◆ **Problem requirements**: List every dollar amount in the soccer match-fixing article below, stating what each one measures.

◆ **Source excerpt**:

FIFA Official Says Soccer Match-Fixing Requires Anti-Terrorism Approach

Soccer match-fixing by criminal gangs can only be prevented by police agencies using joint intelligence gathering similar to that in the fight against global terrorism after the Sept. 11 attacks, FIFA’s head of security said.

With cross-border movement of capital and the global nature of the sport’s teams and officials, investigators face a tough task, said Chris Eaton, a former counter-terrorism specialist at Interpol now employed by soccer’s governing body.

“We’d still be investigating 9/11 had we investigated it nationally,” he told a media briefing at FIFA’s headquarters in Zurich today. “You have national police operating within national confines but these are international activities which are very complex.”

Matches have been found to have been influenced by gangs trying to manipulate results, leading to court cases, prison sentences and even suspension of national leagues. In August, Italian club Atalanta got a six-point deduction and two of its players were suspended for alleged match-fixing. Turkey’s Fenerbahce was barred from playing in Europe’s elite Champions League this season following a police investigation.

The illegal gambling market worldwide is estimated at $90 billion, according to the World Lottery Association, a lobbying group for state-backed lotteries. Interpol estimates the value of legal and illegal gambling at $500 billion, Eaton said, adding match-fixers generate as much as $15 million a year manipulating results.

Organized Crime

In the past year, fixing scams often connected to organized crime networks spanning Europe and South East Asia have also been uncovered in countries including Finland and Germany. In Italy, two former members of its national team are under investigation for fixes allegedly manipulated by Mafia-style groups. Eaton said he’s heard of anecdotal evidence where “some players have been killed” for failure to cooperate with fixers.

FIFA itself is undergoing reform after several of its officials faced corruptions inquiries. That’s led to some criticism that Eaton’s statements about match-fixing are to deflect attention from graft within the governing body.

“If I thought I was being used as a fig leaf for FIFA I wouldn’t be here today,” said former police chief Eaton, who has four decades in law enforcement. He said he realized match fixing was to be his biggest challenge after being hired by FIFA to look into security issues related to the 2010 World Cup.

FIFA today released seized documents related to an exhibition hosted in Antalya, Turkey, last year that led to life bans for seven officials after a probe into two games where all the goals were scored from penalties. Estonia and Bulgaria tied 2-2, while Latvia beat Bolivia 2-1.

◆ **Material**:

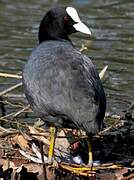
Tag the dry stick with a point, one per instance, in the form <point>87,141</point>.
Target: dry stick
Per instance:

◆ **Result of the task**:
- $90 billion: the estimated worldwide illegal gambling market, according to the World Lottery Association
- $500 billion: Interpol's estimate of the value of legal and illegal gambling, as cited by Eaton
- $15 million: the most that match-fixers generate a year by manipulating results, according to Eaton